Task input:
>> Begin

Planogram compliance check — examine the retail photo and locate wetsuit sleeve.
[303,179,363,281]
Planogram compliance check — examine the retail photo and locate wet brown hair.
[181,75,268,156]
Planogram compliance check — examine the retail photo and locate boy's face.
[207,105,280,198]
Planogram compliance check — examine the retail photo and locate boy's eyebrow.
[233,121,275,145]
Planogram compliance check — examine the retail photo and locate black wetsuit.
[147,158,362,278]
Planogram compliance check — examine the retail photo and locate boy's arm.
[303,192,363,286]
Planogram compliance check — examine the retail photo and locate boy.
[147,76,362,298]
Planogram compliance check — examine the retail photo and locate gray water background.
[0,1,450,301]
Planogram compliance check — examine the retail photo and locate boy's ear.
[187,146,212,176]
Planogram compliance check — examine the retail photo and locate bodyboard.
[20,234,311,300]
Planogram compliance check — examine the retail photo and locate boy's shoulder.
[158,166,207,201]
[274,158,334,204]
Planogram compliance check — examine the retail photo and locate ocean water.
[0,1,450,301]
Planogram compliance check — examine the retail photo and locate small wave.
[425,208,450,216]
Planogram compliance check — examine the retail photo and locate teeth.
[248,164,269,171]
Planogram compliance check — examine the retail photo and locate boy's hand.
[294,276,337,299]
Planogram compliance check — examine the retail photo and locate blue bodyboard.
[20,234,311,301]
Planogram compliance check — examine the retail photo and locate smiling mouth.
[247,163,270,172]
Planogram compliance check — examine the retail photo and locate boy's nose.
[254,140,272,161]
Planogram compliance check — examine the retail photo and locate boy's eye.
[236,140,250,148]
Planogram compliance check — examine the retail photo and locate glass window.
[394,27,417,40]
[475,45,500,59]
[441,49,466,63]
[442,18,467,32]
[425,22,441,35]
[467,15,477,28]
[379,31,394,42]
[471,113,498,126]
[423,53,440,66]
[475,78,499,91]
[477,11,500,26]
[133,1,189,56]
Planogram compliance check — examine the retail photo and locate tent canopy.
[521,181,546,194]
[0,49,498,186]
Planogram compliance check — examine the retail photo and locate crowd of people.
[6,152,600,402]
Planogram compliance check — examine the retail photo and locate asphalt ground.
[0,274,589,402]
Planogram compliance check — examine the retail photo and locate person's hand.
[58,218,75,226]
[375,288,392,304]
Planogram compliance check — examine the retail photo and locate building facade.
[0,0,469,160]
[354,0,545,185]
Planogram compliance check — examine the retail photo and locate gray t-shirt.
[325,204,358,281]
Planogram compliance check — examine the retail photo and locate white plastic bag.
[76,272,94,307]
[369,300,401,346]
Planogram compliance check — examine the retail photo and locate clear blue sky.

>> End

Reproduce the records verbatim from the line with "wet brown hair." to the line with "[147,76,362,298]", including both of those lines.

Response below:
Planogram compliance check — examine the retail photo and locate wet brown hair.
[181,75,268,156]
Planogram compliance check — examine the retail photo and locate boy's face.
[207,105,280,198]
Planogram compliance check — examine the retail photo and locate boy's eyebrow.
[233,121,275,145]
Planogram compliance check — examine the retail photo and locate black wetsuit.
[147,158,362,278]
Planogram compliance check — examine the retail photo and locate boy's arm.
[303,192,363,286]
Planogram compliance check — examine the retail photo and locate boy.
[147,76,362,298]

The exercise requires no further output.